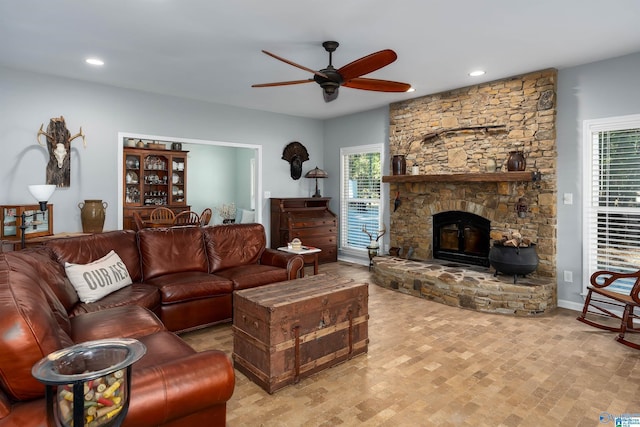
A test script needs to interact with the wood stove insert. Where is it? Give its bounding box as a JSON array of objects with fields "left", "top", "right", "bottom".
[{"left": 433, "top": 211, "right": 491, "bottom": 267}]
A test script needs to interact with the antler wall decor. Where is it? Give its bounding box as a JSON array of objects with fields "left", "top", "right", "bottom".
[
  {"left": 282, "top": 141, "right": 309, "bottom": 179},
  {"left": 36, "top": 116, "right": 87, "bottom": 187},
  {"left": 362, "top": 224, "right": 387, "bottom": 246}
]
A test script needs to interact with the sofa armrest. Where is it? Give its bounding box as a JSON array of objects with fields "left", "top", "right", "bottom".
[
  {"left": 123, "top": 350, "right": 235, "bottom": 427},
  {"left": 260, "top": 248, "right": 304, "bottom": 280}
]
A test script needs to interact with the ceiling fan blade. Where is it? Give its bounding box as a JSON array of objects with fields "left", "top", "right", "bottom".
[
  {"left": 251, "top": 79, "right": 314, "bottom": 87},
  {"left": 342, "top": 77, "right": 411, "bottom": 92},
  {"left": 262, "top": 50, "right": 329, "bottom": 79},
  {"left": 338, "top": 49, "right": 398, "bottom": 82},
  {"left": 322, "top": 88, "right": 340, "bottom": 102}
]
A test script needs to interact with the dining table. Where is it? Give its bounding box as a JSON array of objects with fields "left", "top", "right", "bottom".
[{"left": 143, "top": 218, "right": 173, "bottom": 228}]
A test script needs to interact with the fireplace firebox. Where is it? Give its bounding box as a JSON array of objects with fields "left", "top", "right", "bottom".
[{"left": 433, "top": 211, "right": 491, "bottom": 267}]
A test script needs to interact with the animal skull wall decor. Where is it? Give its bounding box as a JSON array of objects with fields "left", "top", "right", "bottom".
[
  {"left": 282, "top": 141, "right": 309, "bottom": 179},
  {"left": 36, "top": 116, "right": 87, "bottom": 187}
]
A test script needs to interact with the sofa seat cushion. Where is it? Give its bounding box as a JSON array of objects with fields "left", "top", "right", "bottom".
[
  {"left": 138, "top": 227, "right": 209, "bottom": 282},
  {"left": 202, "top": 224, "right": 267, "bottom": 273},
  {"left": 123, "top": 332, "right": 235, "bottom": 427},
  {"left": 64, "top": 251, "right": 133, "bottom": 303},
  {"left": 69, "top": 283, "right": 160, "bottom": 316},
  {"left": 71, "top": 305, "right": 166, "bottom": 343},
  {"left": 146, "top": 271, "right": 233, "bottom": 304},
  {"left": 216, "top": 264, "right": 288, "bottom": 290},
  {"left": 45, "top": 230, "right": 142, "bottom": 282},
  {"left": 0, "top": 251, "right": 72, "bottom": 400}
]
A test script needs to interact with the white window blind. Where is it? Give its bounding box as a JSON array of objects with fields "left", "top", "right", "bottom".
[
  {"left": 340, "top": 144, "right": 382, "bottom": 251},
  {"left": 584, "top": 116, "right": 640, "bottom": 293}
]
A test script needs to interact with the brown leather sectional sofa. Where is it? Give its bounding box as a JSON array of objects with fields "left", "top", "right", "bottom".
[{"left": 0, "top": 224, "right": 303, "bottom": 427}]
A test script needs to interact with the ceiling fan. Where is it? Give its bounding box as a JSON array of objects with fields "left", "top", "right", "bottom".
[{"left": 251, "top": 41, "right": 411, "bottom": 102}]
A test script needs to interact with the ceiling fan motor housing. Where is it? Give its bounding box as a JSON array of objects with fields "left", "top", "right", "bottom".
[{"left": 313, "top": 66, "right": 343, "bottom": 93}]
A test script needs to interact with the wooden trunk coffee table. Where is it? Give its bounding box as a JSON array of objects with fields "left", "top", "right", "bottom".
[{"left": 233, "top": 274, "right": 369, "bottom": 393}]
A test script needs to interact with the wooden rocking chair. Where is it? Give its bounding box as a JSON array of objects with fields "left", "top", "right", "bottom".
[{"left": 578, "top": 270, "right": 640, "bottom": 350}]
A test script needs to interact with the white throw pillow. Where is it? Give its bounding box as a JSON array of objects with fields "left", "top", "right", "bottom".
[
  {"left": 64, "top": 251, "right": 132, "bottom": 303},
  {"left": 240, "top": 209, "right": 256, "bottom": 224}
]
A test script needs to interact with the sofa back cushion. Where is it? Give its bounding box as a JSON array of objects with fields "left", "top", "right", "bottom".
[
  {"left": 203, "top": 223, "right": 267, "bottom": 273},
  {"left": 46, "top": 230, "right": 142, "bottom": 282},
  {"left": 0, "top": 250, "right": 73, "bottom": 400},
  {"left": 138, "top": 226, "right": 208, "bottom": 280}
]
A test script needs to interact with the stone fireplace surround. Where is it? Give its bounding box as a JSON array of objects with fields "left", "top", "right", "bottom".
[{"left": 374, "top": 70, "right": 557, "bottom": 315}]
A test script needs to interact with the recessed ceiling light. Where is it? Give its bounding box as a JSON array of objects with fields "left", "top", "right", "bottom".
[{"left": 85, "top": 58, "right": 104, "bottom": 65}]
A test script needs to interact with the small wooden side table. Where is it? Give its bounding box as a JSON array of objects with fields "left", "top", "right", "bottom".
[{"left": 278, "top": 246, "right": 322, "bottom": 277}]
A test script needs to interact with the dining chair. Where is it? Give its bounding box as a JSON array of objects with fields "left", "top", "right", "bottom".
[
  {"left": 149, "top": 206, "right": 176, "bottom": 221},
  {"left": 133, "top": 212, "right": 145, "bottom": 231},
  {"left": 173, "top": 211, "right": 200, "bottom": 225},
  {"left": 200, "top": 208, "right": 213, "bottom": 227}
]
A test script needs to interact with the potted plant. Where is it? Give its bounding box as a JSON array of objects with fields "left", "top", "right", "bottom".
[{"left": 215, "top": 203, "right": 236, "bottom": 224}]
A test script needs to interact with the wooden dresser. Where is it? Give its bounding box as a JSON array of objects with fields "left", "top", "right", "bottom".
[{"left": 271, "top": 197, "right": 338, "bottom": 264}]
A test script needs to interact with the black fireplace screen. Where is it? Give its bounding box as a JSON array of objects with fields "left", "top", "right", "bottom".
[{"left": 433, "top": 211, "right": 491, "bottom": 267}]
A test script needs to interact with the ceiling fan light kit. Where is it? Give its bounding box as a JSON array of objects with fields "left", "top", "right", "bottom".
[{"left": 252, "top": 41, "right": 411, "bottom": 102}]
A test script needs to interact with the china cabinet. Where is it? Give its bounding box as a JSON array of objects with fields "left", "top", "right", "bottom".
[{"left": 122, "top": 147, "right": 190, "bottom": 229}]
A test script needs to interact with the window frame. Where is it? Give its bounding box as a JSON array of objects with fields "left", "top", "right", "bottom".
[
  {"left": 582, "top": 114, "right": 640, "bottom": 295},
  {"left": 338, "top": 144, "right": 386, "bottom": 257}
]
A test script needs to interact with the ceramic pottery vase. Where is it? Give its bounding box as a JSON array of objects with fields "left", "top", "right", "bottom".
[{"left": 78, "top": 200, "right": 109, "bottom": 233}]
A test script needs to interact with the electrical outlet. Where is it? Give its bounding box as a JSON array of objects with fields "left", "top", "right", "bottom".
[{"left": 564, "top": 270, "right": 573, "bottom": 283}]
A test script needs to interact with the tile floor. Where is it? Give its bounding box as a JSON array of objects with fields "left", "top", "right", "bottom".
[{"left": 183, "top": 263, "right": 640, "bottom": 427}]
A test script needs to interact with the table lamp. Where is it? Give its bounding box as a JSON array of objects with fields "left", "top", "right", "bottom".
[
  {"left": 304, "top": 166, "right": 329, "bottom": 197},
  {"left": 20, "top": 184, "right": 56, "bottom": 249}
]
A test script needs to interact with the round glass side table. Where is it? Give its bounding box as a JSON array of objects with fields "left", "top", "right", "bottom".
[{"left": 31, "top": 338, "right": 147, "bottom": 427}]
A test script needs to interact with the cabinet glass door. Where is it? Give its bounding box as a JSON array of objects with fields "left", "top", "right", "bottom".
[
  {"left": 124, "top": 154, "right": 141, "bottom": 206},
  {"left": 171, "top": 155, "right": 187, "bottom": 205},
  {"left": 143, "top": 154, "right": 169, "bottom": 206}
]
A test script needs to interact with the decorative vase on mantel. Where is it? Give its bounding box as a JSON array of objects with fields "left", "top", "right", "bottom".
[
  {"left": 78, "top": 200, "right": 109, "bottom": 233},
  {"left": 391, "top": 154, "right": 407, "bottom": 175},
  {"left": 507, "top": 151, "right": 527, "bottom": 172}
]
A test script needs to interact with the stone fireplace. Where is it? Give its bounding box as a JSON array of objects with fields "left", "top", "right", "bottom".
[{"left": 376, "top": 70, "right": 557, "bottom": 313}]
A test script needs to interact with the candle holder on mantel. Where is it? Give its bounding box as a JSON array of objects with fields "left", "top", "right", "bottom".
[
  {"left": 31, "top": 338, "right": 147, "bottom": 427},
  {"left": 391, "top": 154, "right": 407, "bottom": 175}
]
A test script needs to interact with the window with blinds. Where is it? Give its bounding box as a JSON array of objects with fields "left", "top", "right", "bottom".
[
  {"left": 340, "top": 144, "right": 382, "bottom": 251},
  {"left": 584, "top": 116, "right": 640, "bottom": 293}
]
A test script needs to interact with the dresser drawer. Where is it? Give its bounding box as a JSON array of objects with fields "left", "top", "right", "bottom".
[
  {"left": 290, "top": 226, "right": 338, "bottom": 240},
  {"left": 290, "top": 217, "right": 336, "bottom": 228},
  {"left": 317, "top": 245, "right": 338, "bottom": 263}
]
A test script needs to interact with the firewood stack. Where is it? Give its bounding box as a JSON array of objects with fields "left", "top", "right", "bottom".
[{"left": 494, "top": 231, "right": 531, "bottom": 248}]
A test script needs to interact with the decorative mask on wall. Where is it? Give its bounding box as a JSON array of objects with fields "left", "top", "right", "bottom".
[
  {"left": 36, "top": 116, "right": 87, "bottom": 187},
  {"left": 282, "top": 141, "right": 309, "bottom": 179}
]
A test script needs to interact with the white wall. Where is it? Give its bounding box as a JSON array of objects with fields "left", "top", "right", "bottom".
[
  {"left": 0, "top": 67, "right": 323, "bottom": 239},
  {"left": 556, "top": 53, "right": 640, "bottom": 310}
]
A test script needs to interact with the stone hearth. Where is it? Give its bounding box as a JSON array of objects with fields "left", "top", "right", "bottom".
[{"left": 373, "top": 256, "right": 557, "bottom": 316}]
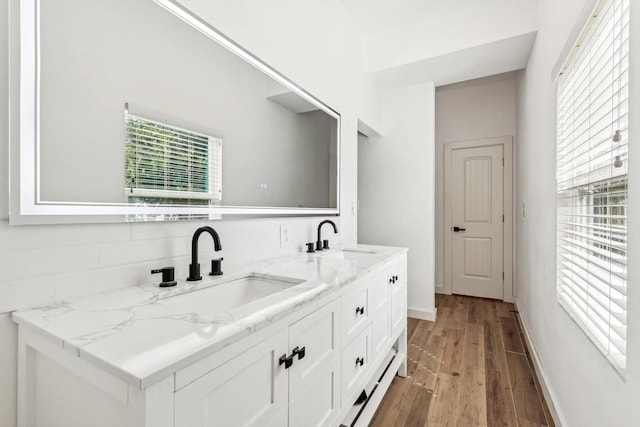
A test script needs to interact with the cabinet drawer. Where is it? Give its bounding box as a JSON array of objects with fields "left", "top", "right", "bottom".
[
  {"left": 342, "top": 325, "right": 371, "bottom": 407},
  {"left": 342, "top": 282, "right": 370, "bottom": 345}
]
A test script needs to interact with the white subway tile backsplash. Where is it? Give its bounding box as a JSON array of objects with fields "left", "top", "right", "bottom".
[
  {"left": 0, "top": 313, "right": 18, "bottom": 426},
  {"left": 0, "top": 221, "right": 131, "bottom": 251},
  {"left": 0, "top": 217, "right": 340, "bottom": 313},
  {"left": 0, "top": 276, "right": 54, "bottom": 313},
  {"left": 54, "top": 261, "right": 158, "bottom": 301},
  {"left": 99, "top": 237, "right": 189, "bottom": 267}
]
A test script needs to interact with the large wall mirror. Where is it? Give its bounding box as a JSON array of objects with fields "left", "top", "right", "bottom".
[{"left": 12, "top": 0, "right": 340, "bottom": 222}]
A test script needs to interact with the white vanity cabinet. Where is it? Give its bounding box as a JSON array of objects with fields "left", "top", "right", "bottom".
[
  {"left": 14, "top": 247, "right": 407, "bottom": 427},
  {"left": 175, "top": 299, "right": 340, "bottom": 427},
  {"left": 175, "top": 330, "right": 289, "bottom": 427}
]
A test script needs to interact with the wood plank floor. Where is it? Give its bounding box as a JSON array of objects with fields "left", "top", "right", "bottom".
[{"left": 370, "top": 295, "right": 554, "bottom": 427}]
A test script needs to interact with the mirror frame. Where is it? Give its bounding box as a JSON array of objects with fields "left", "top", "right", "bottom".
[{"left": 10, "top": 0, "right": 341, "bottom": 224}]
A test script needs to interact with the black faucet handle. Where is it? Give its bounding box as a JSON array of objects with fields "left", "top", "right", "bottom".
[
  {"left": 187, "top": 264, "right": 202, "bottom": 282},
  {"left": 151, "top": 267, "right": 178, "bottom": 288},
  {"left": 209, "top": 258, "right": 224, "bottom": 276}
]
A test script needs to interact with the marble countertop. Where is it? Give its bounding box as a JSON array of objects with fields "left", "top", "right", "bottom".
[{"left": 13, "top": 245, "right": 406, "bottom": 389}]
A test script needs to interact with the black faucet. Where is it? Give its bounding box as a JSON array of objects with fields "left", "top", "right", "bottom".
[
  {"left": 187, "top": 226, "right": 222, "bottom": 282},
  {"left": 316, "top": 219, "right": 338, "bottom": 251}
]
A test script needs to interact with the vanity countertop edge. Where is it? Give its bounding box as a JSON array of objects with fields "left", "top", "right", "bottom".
□ □ □
[What this task involves] Find every line in the listing that contains the string "side" and copy each of those lines in full.

[Answer to the exercise]
A test script needs to interact with the small wooden side table. Where is it? Give its bounding box as a JSON array of objects with fields "left", "top", "right", "bottom".
A test script needs to interact with the round glass side table. Where is it? Give its bounding box as a JSON array of objects with fields "left", "top", "right", "bottom".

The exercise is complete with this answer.